**Metin parçası**
▶

2008'de senaryosunu Ayşe Şasa'nın yazdığı, 1798 Osmanlı-Fransız savaşının yaklaştığı günlerde genç bir Mevlevi Dervişinin mistik dünyasını anlatan 'Dinle Neyden' filminin süpervizörlüğünü ise Yücel Çakmaklı yaptı.

Devlet Üstün Hizmet Madalyasına layık görüldü

Çakmaklı, 10 Temmuz 2008'de TBMM tarafından verilen Devlet Üstün Hizmet Madalyasına layık görülürken aynı yıl Kültür ve Turizm Bakanlığı, sinemada 50 yıllık hizmeti dolayısıyla Emek Ödülü verdi.

Kalp kapakçığı ve by pass ameliyat dolayısıyla temmuz 2009'da yoğun bakıma alınan Yücel Çakmaklı, 23 Ağustos 2009'da hayata veda etti.

◀

**Malzeme**
▶

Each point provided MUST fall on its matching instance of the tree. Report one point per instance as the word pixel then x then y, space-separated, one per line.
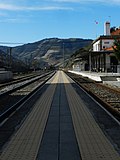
pixel 116 49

◀

**Görev 1**
Metin parçasına göre Yücel Çakmaklı hangi tarihte hayata veda etti?
**Görev 2**
Metin parçasına göre Kültür ve Turizm Bakanlığı'nın Çakmaklı'ya Emek Ödülü vermesinin sebebini açıklayın.
Bu satırları kullanmanız gerekmiyor.

**Cevap 1**
23 Ağustos 2009'da.

**Cevap 2**
Kültür ve Turizm Bakanlığı, 2008 yılında Çakmaklı'ya sinemadaki 50 yıllık hizmeti dolayısıyla Emek Ödülü verdi.